(Records from a dataset)

--- Start ---

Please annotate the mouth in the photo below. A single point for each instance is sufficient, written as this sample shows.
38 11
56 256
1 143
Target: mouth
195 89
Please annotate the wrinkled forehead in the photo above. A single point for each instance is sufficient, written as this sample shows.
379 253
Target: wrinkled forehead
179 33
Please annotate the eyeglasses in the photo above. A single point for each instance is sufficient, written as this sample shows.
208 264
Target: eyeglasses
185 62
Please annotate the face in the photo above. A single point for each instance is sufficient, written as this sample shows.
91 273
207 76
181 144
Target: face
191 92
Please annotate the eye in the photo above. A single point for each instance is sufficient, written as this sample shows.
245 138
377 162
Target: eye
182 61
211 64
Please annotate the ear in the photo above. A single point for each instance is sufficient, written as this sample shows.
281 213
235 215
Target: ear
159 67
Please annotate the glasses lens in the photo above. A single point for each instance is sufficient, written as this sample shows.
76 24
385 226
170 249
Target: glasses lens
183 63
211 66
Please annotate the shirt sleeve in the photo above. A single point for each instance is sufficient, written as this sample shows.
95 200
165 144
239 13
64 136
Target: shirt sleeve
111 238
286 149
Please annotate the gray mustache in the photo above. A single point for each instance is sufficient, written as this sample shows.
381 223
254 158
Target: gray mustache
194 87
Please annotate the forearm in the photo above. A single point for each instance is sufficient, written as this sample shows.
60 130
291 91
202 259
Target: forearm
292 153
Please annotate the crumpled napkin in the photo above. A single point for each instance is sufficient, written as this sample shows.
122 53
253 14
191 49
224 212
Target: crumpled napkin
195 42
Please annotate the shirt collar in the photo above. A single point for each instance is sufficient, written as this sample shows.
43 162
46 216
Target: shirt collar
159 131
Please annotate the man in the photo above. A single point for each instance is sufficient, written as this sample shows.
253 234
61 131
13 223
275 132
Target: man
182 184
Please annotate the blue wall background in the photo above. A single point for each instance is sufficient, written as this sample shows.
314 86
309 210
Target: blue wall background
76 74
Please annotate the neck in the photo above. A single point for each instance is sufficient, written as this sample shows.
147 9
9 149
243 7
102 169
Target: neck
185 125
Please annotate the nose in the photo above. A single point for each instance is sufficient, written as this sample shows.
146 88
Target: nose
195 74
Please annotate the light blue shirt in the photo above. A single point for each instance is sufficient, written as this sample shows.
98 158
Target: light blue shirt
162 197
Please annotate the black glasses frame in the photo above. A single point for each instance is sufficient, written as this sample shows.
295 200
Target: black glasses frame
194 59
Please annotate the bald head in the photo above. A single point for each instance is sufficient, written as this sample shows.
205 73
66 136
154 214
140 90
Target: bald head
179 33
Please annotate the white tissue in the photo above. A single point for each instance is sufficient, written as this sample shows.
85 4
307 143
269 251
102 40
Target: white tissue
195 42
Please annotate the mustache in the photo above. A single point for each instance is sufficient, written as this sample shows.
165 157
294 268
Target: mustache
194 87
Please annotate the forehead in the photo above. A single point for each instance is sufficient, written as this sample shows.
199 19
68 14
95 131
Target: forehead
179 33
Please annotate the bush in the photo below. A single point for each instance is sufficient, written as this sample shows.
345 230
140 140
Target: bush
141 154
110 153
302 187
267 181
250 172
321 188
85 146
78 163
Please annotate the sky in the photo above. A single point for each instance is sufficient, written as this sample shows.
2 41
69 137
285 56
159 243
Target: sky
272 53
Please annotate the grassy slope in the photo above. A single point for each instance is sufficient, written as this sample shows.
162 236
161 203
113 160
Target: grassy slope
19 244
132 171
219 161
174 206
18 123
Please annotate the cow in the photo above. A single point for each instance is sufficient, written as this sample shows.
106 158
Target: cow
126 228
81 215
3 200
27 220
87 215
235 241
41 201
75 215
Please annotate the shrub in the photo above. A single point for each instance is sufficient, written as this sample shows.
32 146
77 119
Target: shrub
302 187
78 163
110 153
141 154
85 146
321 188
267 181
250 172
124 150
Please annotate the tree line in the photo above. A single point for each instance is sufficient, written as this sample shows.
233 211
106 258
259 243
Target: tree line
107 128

--- End ---

### THE EXERCISE
Retype the records that precede this task, keeping them exactly the same.

### RESULT OF THIS TASK
Please annotate the mouth in the photo below. A single point for each instance is sufficient, written as this sample shows.
38 11
56 256
1 143
Target: mouth
195 89
Please annotate the wrinkled forehead in the photo above. A single point for each instance is sufficient, written as this sample shows.
379 253
Target: wrinkled forehead
179 33
Please annotate the eyeglasses in the photo above. A single point for each instance is sufficient, written as this sample shows.
208 264
Target: eyeglasses
185 62
Please annotate the face in the photo above. A single point for each instance is sufficient, written as this sample shows.
91 273
207 76
181 144
Target: face
191 92
Please annotate the eye in the photo above. A single point for each instance is sufficient, written as this sample shows.
245 138
377 162
Target: eye
182 61
211 64
Please annotate the ear in the photo above. A single point for each instance is sufficient, written as this sample shows.
281 213
235 215
Target: ear
159 67
Please annotate the glasses lens in the photo above. A single point for each instance is sufficient, written as this sample shows.
76 24
385 226
170 249
Target: glasses lens
183 63
211 66
Please annotate the shirt sleeve in the photo above. A single point for each instance is sufficient, written as this sample shows.
95 200
165 144
239 13
64 136
Target: shirt sleeve
111 238
286 149
Please annotate the gray mustache in the photo above. A single point for each instance is sufficient, written as this sample shows.
381 223
254 158
Target: gray mustache
194 87
Please annotate the forearm in the photo above. A single point for each instance is sufficient, written as this sample shows.
60 130
291 91
202 259
Target: forearm
292 153
Please annotate the crumpled napkin in the photo above. A single point for each instance is sufficient, written as this sample shows.
122 53
253 14
191 49
224 212
Target: crumpled napkin
195 42
Please annotate the shirt collar in the photo above. A single point for each instance is sufficient, written as this sample shows.
43 162
46 216
Target: shirt collar
159 131
Please annotate the man in the photo above. A single point for each instance is sufficient, written as this sample shows.
253 234
61 131
13 223
275 132
Target: man
182 184
Please annotate the blue wall background in the photo above. A single point for each instance is sufficient, written as this sample shows.
314 86
309 210
Target: blue wall background
76 74
Please annotate the neck in the photo above. A single point for each instance is sufficient, written as this sample shows.
147 9
9 149
243 7
102 169
Target: neck
185 125
Please annotate the nose in the photo above. A single point for each instance is sufficient, written as this sample shows.
146 88
Target: nose
195 74
Please annotate the light blue shirt in the photo above. A single point for each instance is sufficient, written as this sample shows.
98 158
Target: light blue shirt
162 197
Please annotate the black glasses frame in the photo above. A single point for each instance is sufficient, written as this sample shows.
295 200
Target: black glasses frame
194 59
Please annotate the bald head in the photo above. A single point for each instance is sufficient, written as this sample shows.
205 73
66 136
154 214
140 90
Target: bald head
179 33
Please annotate the white tissue in the photo above. A single point for each instance is sufficient, written as this sample shows.
85 4
307 143
269 251
102 40
Target: white tissue
195 42
Please annotate the mustache in the photo above. A single point for each instance is sufficient, written as this sample shows.
165 157
294 268
Target: mustache
194 87
Please annotate the forehead in the photo above. A single point for each instance is sufficient, written as this sample shows.
199 19
68 14
95 131
Target: forehead
179 33
Please annotate the bush in the photo below. A single point for each instance is sufficient, written as this sample shows.
345 230
140 140
Target: bush
141 154
110 153
302 187
267 181
250 172
321 188
85 146
78 163
Please annotate the sky in the photo above. A single point for each instance is sufficient, written as this sample shows.
2 41
69 137
285 56
159 243
Target: sky
272 53
Please annotate the grassy slope in the photo above. A single point for each instance is sufficient, written as this sample shows.
162 236
161 203
113 160
Target: grassy slope
19 244
132 171
219 161
174 206
18 123
Please annotate the cow in the photo above. A single point for each instance is sufficient, written as this sample shows.
106 158
Target: cow
126 228
81 215
3 200
27 220
87 215
235 241
41 201
75 215
Please annotate the shrub in the photo above. A single point for each instance is sufficient, written as this sample shows.
32 146
77 119
Target: shrub
302 187
78 163
110 153
141 154
85 146
321 188
267 181
250 172
124 150
Please annotate the tree line in the photo above. A single point for each instance is sufficient, written as this sample shows.
233 211
106 258
259 243
Target: tree line
107 128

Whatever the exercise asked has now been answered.